> [Document]:
-=-=-
[IPython-dev] Buffers

Mon Jul 26 21:43:45 EDT 2010

After chatting with Brian a little bit, I think what should happen is the actual buffer gets sent, since zmq itself should not be aware of encoding. The main reason I started looking at handling unicode is that json returns unicode objects instead of strings, so I was encountering errors having never created unicode strings myself, and things like:
send(u'a message') would fail, as would sock.connect(u'tcp://127.0.0.1:123'), and I think that should definitely not happen.

I solved these problems easily enough by changing all the isinstance(s,str) calls to isinstance(s,(str,unicode)). This works because the PyString_As... methods all these tests were screening actually accept unicode as well as str, as long as the unicode object is ascii (or default encoding?).

In implementing buffer support, I can also send (without copying) any object that provides the buffer interface, including arbitrary unicode strings. I think it was a mistake to attempt to conflate these two things and attempt
to reconstruct unicode objects on both sides within zmq.

Here is where my code currently stands:
Either a unicode object a) contains an ascii string, and is sent as a string, or b) it is not a basic string, and its buffer is sent and reconstruction is left up to the user, just like all other buffered objects.
-=-=-
> [Recorded data]:

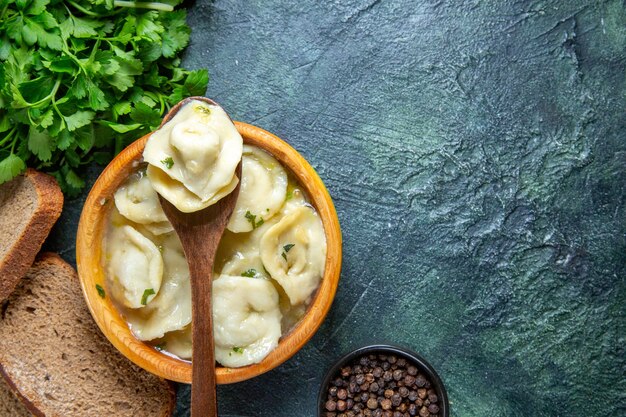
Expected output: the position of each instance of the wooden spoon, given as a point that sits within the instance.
(200, 234)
-=-=-
> [What this exercise asks]:
**1)** Reproduce word for word the part of the post on buffers that opens with the words containing "Mon Jul 26 21:43:45" and closes with "definitely not happen.".
**2)** Translate this sentence from the post on buffers into Spanish: "I solved these problems easily enough by changing all the isinstance(s,str) calls to isinstance(s,(str,unicode))."
**3)** Continue the post on buffers from where it stops.

> [Responses per task]:
**1)**
Mon Jul 26 21:43:45 EDT 2010

After chatting with Brian a little bit, I think what should happen is the actual buffer gets sent, since zmq itself should not be aware of encoding. The main reason I started looking at handling unicode is that json returns unicode objects instead of strings, so I was encountering errors having never created unicode strings myself, and things like:
send(u'a message') would fail, as would sock.connect(u'tcp://127.0.0.1:123'), and I think that should definitely not happen.

**2)** Resolví estos problemas con bastante facilidad cambiando todas las llamadas isinstance(s,str) por isinstance(s,(str,unicode)).

**3)**
-MinRK

On Jul 26, 2010, at 18:12, Fernando Perez <fperez.net at gmail.com> wrote:

> [ I'm cc'ing the list on this, which may be of general interest ]
> 
> On Mon, Jul 26, 2010 at 2:14 PM, MinRK <benjaminrk at gmail.com> wrote:
>> Basically, the question revolves around what should we do with non-ascii
>> unicode messages in this situation:
>> msg=u'ç'
>> a.send(msg)
>> s = b.recv()
> 
> Shouldn't send/receive *always* work with bytes and never with
> unicode?  Unicode requires knowing the encoding, and that is a
> dangerous proposition on two sides of the wire.
> 
> If a message is unicode, it should be encoded first (to utf-8) and
> decoded on the other side back to unicode.
> 
> There is then the question of the receiving side: should it always
> decode? If not, should a flag about bytes/unicode be sent along?
> 
> Not sure...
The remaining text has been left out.